== Aim of the task ==
Lines holding the word "tall" are the ones to copy from the data below.

Input material below:

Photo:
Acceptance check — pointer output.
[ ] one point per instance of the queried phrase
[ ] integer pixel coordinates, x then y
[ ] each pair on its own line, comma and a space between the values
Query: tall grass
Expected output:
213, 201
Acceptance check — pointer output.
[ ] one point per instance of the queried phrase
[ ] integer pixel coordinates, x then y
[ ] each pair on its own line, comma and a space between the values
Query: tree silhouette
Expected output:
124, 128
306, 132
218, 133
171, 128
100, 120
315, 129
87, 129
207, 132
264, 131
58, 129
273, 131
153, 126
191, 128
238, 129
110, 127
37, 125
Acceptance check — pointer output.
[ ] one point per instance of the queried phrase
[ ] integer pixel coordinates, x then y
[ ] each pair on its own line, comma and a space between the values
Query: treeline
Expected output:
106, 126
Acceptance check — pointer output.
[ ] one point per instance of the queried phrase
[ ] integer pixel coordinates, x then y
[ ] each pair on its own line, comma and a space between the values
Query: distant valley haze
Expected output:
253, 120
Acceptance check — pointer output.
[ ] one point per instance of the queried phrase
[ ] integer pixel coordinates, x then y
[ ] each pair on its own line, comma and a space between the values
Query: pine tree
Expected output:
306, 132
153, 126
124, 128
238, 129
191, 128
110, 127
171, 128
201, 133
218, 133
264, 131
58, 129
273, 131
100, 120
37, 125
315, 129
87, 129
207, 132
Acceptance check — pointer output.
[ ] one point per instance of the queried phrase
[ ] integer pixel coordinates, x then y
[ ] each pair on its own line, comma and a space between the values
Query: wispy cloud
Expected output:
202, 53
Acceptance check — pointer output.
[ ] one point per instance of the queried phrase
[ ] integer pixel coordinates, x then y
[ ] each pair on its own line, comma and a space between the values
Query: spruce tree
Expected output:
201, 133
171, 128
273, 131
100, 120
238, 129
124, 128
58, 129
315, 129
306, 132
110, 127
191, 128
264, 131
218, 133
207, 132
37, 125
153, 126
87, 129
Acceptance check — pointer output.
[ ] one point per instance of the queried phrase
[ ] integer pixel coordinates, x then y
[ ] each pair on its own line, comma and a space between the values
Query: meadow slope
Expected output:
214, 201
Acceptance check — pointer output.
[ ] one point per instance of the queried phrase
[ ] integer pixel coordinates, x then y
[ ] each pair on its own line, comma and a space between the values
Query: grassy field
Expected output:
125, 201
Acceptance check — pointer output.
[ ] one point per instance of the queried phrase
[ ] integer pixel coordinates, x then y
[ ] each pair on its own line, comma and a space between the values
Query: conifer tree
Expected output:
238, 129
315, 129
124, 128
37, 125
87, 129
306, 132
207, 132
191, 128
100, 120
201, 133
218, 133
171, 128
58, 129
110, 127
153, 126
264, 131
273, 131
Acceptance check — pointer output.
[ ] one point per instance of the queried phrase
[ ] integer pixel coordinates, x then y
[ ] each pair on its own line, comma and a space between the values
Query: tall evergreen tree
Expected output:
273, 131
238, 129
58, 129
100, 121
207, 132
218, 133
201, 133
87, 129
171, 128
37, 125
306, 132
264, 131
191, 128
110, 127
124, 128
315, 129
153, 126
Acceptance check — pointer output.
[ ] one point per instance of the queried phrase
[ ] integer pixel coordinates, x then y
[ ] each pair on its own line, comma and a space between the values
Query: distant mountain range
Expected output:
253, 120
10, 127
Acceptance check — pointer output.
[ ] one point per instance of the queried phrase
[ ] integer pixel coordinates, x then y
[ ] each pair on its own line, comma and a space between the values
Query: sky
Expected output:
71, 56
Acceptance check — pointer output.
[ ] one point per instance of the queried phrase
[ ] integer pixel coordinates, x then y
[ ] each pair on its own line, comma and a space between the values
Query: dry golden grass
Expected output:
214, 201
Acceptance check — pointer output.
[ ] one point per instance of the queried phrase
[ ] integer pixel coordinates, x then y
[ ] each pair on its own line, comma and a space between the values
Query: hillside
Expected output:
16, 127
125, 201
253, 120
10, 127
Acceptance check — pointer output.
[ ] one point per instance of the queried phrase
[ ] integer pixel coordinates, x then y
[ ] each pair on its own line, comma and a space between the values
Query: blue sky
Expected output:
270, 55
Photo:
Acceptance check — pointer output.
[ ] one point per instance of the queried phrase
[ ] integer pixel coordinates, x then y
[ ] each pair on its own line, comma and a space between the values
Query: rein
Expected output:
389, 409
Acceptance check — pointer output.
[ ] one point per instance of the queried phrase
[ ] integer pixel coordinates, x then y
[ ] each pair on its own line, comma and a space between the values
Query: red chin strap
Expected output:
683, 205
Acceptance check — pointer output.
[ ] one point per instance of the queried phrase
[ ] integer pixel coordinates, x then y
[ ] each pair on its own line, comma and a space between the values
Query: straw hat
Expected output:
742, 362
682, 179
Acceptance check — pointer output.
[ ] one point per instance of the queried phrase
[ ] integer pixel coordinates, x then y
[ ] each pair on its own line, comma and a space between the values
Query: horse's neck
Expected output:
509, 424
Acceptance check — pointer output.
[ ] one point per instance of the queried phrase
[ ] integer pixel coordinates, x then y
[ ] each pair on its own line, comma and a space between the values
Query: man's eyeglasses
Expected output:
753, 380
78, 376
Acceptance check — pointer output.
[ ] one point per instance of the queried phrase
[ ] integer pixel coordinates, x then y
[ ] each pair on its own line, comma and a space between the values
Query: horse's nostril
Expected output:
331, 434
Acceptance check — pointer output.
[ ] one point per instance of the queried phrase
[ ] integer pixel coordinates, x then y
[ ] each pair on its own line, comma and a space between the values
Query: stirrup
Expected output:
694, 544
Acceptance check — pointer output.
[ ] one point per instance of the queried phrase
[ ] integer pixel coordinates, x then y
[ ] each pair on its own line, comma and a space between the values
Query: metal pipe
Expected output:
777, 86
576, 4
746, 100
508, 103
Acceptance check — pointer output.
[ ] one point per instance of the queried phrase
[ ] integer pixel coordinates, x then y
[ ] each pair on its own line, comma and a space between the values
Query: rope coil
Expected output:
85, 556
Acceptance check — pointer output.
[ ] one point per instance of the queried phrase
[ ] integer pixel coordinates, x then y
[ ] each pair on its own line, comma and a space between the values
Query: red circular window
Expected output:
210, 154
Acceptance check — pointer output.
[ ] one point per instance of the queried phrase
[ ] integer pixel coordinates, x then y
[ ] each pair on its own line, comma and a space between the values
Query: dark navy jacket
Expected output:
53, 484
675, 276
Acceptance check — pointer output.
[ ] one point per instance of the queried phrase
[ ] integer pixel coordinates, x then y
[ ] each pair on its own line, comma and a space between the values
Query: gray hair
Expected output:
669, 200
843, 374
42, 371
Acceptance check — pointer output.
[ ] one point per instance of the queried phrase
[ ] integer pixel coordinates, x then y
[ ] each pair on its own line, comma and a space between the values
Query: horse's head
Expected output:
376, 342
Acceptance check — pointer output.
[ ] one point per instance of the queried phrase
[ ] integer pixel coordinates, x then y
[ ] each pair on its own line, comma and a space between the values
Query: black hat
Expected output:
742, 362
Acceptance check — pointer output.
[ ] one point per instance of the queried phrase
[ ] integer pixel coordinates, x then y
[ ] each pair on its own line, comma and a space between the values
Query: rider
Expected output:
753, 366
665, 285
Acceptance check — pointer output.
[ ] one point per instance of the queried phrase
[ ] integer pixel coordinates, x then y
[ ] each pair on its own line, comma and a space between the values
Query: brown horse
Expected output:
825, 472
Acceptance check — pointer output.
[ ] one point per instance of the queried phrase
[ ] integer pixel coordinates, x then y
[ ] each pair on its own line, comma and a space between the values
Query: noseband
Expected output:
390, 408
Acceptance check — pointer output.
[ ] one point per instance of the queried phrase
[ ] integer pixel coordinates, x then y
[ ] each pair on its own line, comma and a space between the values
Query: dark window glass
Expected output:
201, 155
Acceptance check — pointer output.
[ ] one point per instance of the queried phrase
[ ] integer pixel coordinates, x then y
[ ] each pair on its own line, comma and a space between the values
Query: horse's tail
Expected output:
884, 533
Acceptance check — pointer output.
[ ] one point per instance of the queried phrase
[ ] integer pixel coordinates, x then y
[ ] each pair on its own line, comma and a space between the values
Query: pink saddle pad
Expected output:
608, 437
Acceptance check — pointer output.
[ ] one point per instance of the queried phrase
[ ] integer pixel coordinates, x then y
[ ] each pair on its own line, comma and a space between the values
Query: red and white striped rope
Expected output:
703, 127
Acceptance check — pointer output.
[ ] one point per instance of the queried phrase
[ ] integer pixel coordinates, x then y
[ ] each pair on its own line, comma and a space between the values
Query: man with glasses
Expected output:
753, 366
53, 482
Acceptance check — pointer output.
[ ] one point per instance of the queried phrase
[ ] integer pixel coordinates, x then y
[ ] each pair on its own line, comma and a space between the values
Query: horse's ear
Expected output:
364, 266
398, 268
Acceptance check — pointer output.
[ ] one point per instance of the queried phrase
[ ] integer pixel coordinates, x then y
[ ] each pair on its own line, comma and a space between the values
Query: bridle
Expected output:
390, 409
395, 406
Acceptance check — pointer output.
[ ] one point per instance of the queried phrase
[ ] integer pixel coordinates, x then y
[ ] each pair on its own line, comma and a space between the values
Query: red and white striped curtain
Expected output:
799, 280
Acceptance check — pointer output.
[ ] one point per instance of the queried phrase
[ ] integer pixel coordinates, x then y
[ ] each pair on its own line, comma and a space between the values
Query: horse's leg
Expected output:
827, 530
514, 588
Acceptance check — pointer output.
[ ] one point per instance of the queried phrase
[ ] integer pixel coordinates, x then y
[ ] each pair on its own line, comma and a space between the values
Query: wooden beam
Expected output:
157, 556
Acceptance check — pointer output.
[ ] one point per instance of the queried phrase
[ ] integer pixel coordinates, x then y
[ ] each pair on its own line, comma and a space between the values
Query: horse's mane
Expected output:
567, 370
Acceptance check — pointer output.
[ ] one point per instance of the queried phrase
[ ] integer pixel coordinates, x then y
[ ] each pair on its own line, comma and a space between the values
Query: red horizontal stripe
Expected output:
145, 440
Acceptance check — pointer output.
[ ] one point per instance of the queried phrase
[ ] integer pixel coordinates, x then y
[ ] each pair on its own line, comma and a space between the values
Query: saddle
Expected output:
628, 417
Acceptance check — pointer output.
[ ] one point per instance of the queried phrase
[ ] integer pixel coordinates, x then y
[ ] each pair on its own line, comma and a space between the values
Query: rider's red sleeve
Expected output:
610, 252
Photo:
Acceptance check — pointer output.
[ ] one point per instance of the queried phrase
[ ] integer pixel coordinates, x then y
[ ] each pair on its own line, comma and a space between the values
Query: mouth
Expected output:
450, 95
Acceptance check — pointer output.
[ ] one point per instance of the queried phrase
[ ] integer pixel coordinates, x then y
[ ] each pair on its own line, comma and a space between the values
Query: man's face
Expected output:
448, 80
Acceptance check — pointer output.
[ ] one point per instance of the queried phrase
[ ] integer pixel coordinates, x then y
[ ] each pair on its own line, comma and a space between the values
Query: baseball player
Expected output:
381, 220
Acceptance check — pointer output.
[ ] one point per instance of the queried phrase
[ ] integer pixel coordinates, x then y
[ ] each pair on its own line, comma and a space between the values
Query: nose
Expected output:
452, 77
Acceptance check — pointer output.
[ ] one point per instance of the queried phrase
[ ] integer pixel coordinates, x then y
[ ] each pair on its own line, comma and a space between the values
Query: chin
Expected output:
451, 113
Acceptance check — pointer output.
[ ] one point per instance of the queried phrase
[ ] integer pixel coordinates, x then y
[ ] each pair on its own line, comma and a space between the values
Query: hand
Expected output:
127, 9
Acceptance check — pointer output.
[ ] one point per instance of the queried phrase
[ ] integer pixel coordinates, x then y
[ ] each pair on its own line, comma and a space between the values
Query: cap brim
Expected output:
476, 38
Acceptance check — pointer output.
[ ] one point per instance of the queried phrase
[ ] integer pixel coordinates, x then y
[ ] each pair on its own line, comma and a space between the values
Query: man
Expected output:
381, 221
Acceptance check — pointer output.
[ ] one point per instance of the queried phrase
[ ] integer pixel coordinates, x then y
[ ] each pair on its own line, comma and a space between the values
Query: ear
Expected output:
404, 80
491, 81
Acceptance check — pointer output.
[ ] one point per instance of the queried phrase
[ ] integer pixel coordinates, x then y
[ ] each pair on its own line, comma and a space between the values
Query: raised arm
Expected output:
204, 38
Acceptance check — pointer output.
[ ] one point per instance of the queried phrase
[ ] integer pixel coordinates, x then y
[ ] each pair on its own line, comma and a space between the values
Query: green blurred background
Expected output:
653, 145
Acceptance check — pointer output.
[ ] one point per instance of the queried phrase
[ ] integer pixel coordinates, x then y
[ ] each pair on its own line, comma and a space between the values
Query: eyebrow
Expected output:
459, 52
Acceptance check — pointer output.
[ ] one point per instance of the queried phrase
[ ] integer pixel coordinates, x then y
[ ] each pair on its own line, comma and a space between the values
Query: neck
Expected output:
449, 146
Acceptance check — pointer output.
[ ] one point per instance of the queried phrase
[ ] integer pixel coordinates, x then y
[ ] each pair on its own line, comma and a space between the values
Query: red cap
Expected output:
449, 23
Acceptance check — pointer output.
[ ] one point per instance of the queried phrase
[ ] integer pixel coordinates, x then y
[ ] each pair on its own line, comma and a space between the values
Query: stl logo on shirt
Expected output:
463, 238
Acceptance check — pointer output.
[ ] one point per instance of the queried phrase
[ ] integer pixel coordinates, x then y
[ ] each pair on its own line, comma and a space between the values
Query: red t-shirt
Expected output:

End of Input material.

== Exercise output ==
Query: tall grass
Query: tall evergreen tree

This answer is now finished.